- _Aim_:
Could you turn the stretch from the line containing "Where can the steep" through the end of the records into a Markdown table, leaving out blank lines? Use the columns Number and Record line, numbering each row.

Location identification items
"""
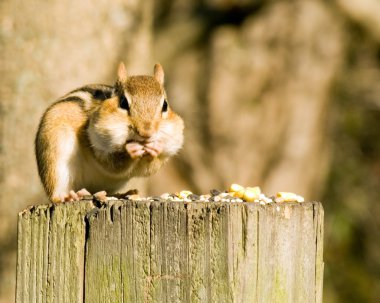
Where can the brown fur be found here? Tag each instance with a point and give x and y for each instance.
(82, 140)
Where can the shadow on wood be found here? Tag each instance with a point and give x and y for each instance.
(132, 251)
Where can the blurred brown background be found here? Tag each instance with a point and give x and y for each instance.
(282, 94)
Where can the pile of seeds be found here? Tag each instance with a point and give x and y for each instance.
(236, 193)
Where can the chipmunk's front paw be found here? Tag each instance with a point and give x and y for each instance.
(154, 148)
(135, 149)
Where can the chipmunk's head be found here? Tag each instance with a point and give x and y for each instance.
(138, 112)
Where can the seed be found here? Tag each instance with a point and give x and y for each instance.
(235, 187)
(165, 196)
(215, 192)
(193, 197)
(217, 198)
(184, 193)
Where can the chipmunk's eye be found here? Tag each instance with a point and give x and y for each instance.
(124, 104)
(165, 106)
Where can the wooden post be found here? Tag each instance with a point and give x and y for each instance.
(139, 251)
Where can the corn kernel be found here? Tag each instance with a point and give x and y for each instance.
(251, 194)
(236, 187)
(184, 194)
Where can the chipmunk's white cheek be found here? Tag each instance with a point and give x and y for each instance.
(171, 136)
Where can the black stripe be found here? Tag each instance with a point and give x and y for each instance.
(99, 92)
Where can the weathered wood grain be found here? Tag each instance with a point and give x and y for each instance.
(125, 251)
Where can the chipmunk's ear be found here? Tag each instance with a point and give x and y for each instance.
(122, 72)
(159, 73)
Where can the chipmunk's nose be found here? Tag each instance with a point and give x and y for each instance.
(146, 130)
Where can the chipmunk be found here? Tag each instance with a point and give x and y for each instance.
(97, 137)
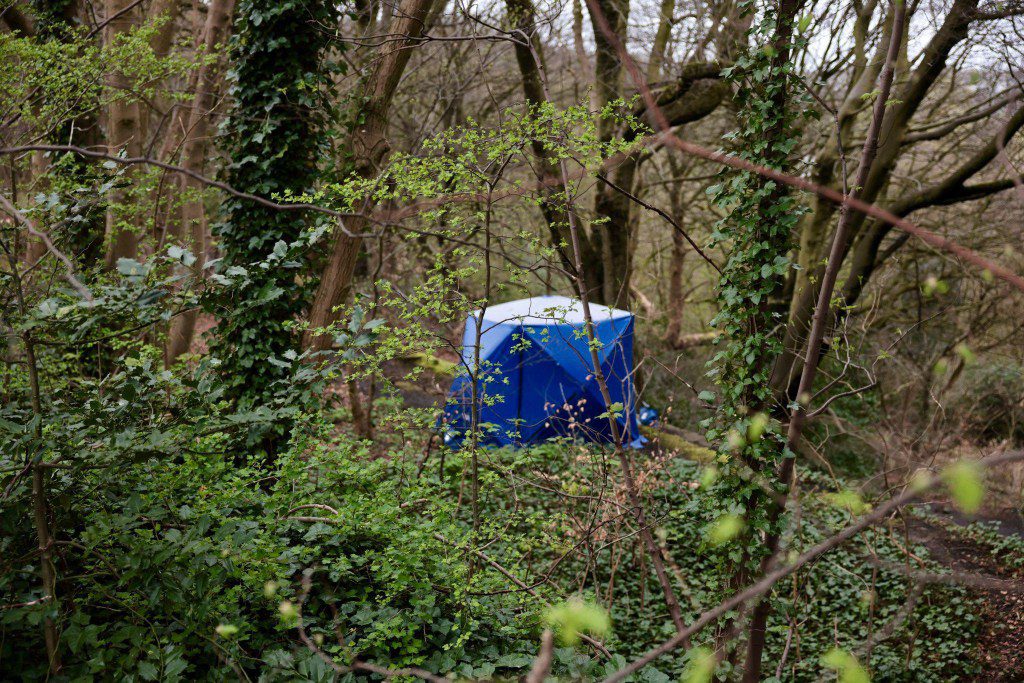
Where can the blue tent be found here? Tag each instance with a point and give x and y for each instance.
(536, 378)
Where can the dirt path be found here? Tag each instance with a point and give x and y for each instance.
(1000, 642)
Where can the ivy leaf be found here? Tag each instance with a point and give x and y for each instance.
(966, 485)
(846, 666)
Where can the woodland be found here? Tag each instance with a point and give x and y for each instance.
(244, 245)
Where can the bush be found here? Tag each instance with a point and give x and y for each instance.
(991, 400)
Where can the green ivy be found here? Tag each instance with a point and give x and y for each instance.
(757, 236)
(275, 135)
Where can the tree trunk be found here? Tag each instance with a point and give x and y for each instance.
(194, 219)
(368, 150)
(123, 133)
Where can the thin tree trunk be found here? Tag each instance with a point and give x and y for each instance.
(123, 133)
(759, 617)
(193, 214)
(369, 148)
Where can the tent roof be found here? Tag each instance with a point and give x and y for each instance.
(549, 310)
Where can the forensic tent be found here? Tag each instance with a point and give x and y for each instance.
(536, 379)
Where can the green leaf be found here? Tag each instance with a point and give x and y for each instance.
(725, 529)
(965, 481)
(570, 619)
(701, 666)
(846, 666)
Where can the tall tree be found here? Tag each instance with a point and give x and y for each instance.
(124, 132)
(365, 151)
(274, 136)
(197, 126)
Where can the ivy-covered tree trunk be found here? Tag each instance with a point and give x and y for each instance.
(124, 133)
(275, 135)
(196, 148)
(757, 231)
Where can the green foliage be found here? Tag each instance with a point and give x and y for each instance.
(988, 396)
(574, 616)
(60, 75)
(756, 232)
(275, 137)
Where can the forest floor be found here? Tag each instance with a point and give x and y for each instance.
(1000, 640)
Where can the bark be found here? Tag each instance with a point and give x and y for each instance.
(193, 213)
(368, 148)
(759, 617)
(123, 133)
(529, 57)
(894, 127)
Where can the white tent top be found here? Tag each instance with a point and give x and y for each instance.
(549, 310)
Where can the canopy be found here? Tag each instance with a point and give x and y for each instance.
(536, 378)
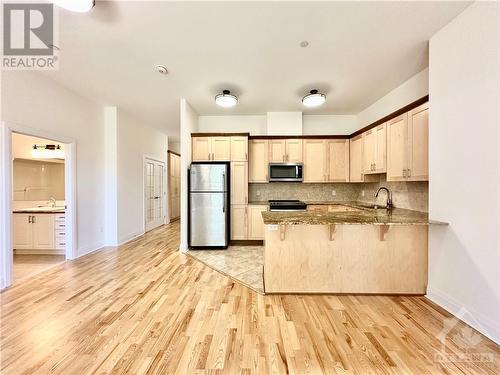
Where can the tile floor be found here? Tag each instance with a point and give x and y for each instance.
(242, 263)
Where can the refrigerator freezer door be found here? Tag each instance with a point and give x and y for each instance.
(208, 219)
(208, 177)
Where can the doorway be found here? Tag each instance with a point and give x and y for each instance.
(26, 226)
(154, 193)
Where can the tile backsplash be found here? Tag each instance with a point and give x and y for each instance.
(410, 195)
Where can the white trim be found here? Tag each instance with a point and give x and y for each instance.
(6, 254)
(146, 157)
(479, 322)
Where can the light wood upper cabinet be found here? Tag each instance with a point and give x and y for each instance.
(294, 151)
(374, 150)
(408, 146)
(258, 160)
(418, 143)
(277, 150)
(397, 146)
(221, 148)
(211, 148)
(239, 222)
(315, 160)
(338, 160)
(201, 148)
(239, 148)
(285, 150)
(255, 222)
(356, 159)
(239, 182)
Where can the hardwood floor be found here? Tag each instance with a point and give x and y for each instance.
(144, 308)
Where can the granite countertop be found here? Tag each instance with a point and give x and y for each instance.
(365, 215)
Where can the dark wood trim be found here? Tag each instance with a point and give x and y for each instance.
(346, 136)
(173, 152)
(220, 134)
(397, 113)
(246, 243)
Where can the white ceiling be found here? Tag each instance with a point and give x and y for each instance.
(358, 52)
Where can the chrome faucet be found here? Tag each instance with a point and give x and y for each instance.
(389, 196)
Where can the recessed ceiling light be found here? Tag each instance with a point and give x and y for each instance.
(75, 5)
(226, 99)
(161, 69)
(314, 99)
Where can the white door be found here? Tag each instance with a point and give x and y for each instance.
(154, 193)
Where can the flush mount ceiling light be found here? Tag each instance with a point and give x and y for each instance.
(47, 152)
(162, 69)
(75, 5)
(226, 99)
(314, 99)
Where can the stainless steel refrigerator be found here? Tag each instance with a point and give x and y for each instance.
(209, 205)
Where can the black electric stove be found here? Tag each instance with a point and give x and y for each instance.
(287, 205)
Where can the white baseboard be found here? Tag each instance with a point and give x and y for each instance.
(481, 323)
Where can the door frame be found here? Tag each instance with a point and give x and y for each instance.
(6, 163)
(145, 158)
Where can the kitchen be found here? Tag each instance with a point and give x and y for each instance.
(364, 192)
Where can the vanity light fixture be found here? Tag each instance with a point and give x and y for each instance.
(226, 99)
(80, 6)
(47, 152)
(314, 99)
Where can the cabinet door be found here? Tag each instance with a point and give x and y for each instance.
(369, 150)
(381, 148)
(356, 159)
(258, 163)
(418, 143)
(338, 160)
(201, 148)
(239, 219)
(314, 160)
(43, 231)
(221, 148)
(397, 148)
(277, 150)
(23, 231)
(239, 148)
(255, 222)
(239, 182)
(294, 151)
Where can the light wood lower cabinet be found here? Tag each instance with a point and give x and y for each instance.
(239, 222)
(255, 222)
(258, 161)
(38, 231)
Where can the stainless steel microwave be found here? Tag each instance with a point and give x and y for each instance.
(286, 172)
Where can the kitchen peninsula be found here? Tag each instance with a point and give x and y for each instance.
(346, 248)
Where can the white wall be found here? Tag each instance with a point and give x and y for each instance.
(134, 141)
(406, 93)
(464, 258)
(329, 124)
(189, 124)
(253, 124)
(32, 100)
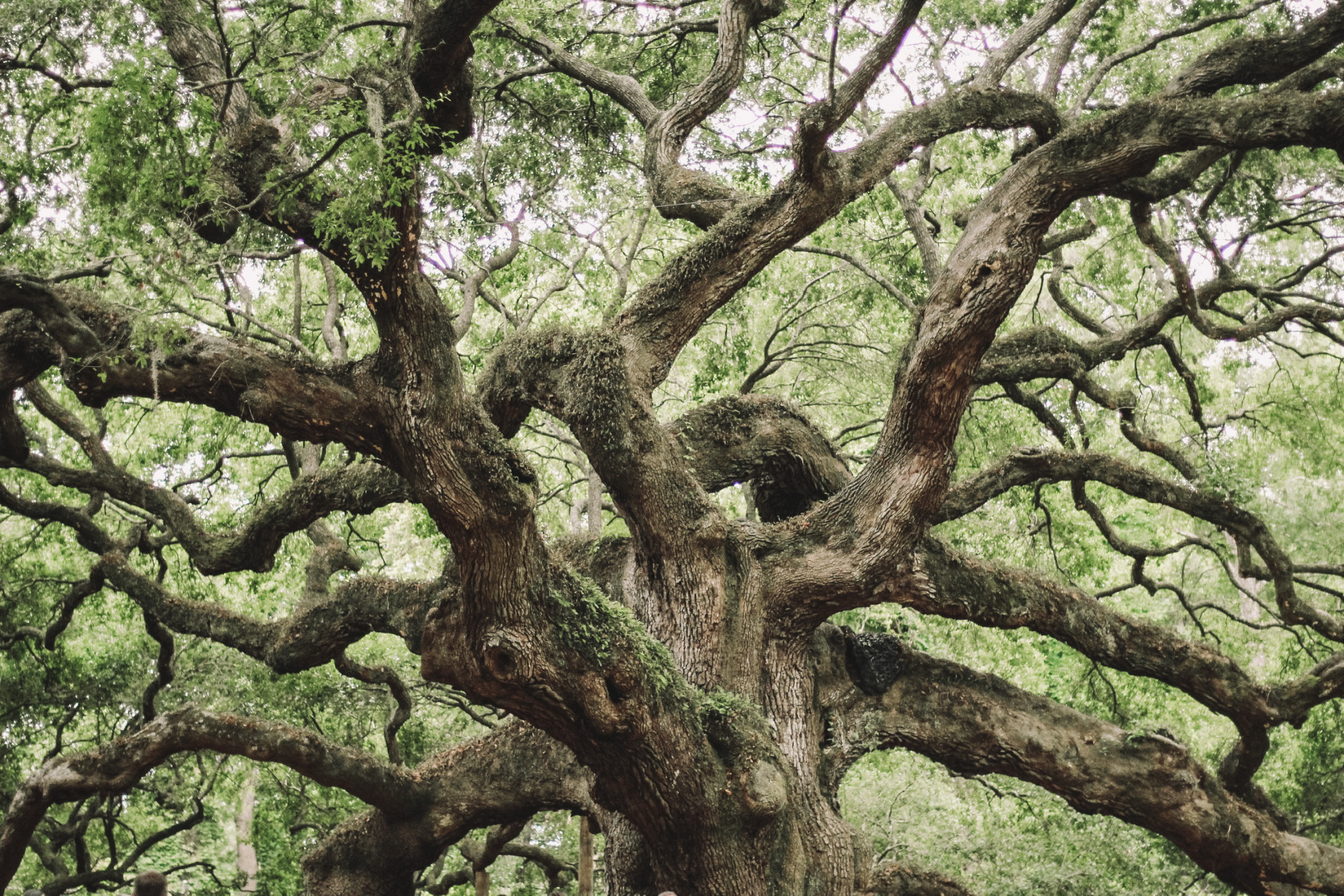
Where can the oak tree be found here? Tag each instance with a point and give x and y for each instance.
(541, 275)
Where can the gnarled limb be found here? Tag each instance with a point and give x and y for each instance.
(1030, 467)
(119, 765)
(296, 398)
(976, 723)
(506, 777)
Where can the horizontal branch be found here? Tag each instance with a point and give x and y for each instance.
(980, 725)
(118, 766)
(295, 398)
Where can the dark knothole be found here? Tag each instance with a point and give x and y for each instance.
(874, 660)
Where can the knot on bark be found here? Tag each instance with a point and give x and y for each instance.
(505, 659)
(873, 660)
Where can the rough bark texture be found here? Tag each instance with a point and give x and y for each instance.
(682, 687)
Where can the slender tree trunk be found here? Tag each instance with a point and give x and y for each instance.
(585, 856)
(248, 866)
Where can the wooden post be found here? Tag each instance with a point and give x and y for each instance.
(585, 858)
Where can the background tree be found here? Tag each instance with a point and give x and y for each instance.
(337, 335)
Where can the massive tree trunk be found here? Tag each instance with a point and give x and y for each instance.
(683, 686)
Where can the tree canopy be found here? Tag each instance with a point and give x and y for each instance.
(830, 448)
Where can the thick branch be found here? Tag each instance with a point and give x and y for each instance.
(118, 766)
(979, 725)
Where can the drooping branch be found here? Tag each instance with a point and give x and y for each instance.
(296, 398)
(976, 725)
(963, 588)
(503, 778)
(896, 879)
(357, 488)
(118, 766)
(1032, 467)
(1029, 33)
(821, 122)
(319, 629)
(1257, 61)
(401, 710)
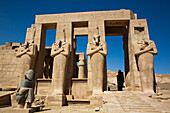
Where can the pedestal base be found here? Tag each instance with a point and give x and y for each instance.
(96, 101)
(56, 100)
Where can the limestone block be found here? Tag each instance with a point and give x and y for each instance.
(96, 101)
(56, 100)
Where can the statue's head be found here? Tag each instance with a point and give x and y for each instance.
(141, 43)
(59, 43)
(96, 39)
(30, 75)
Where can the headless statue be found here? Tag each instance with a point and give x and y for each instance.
(25, 92)
(27, 53)
(144, 53)
(60, 52)
(97, 51)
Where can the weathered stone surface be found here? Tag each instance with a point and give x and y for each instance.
(56, 66)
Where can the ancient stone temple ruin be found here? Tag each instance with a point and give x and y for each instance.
(58, 77)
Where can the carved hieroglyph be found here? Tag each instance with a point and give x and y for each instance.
(60, 52)
(27, 53)
(144, 51)
(97, 50)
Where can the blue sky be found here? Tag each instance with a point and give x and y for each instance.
(17, 15)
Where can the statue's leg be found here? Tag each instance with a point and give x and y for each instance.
(28, 105)
(21, 105)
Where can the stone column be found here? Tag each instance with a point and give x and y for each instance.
(81, 73)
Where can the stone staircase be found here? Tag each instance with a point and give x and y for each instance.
(125, 102)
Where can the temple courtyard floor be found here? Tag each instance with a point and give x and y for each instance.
(116, 102)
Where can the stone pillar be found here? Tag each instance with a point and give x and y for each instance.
(81, 66)
(97, 59)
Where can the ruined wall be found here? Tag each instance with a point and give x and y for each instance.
(9, 66)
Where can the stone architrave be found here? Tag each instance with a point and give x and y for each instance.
(27, 54)
(144, 52)
(97, 51)
(60, 52)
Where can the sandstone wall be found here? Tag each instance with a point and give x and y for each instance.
(9, 66)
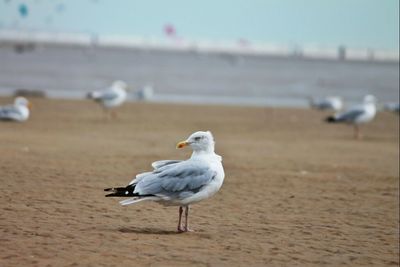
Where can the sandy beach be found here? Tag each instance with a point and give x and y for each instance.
(297, 192)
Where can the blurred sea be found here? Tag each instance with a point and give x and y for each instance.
(193, 77)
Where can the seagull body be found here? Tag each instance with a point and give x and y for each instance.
(357, 115)
(19, 111)
(393, 107)
(178, 183)
(112, 97)
(330, 103)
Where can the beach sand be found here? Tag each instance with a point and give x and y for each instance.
(297, 191)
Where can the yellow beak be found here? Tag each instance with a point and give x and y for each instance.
(182, 144)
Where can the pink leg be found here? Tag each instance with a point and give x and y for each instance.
(180, 220)
(114, 114)
(187, 220)
(356, 132)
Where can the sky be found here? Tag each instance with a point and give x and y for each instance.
(354, 23)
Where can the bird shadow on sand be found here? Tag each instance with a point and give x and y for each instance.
(147, 231)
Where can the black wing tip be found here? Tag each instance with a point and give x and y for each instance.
(330, 119)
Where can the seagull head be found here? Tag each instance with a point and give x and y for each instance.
(22, 101)
(369, 99)
(120, 85)
(199, 142)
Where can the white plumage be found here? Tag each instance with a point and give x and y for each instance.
(356, 115)
(112, 97)
(329, 103)
(19, 111)
(179, 183)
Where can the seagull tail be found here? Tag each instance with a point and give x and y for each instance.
(128, 191)
(134, 200)
(331, 119)
(93, 95)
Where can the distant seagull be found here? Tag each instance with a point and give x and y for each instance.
(19, 111)
(357, 115)
(329, 103)
(178, 183)
(112, 97)
(393, 107)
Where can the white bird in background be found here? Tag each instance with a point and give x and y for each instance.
(110, 98)
(357, 115)
(178, 183)
(392, 107)
(329, 103)
(19, 111)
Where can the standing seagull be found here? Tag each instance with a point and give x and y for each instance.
(17, 112)
(178, 183)
(357, 115)
(111, 97)
(329, 103)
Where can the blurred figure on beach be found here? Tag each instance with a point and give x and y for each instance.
(356, 115)
(392, 107)
(19, 111)
(334, 103)
(110, 98)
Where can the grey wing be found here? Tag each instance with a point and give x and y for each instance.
(9, 113)
(161, 163)
(109, 95)
(182, 178)
(350, 115)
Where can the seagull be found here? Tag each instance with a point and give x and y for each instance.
(176, 182)
(357, 115)
(392, 107)
(19, 111)
(111, 97)
(329, 103)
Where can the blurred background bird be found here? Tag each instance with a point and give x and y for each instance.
(356, 115)
(329, 103)
(392, 107)
(19, 111)
(110, 98)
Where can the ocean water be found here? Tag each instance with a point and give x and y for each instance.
(192, 77)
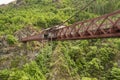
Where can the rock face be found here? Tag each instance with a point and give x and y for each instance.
(18, 54)
(59, 68)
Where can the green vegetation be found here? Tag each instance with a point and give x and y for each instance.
(89, 59)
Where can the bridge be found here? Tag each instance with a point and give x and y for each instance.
(106, 26)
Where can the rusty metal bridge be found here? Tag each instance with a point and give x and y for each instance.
(106, 26)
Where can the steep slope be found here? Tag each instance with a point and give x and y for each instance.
(68, 60)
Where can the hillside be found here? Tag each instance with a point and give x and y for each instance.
(95, 59)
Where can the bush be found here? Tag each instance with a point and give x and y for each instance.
(11, 39)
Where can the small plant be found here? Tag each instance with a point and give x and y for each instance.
(11, 39)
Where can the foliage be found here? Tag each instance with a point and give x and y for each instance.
(90, 59)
"""
- _The output_:
| Number | Record line |
|---|---|
| 1 | Where can the steep slope be found here? Tag each instance with a point and give x and y for each instance. |
| 2 | (68, 60) |
| 3 | Where can the hillside be found here? Tag each instance with a point and give x and y for each instance. |
| 4 | (95, 59) |
| 5 | Where can the bush be found here? Tag each instance with a point and give x and y for each instance. |
| 6 | (11, 39) |
| 7 | Where can the small plant be found here? Tag each instance with a point and give x and y for each instance. |
| 8 | (11, 39) |
| 9 | Where can the foliage be found here? Tag each instance with a point and give x and y for each instance. |
| 10 | (90, 59) |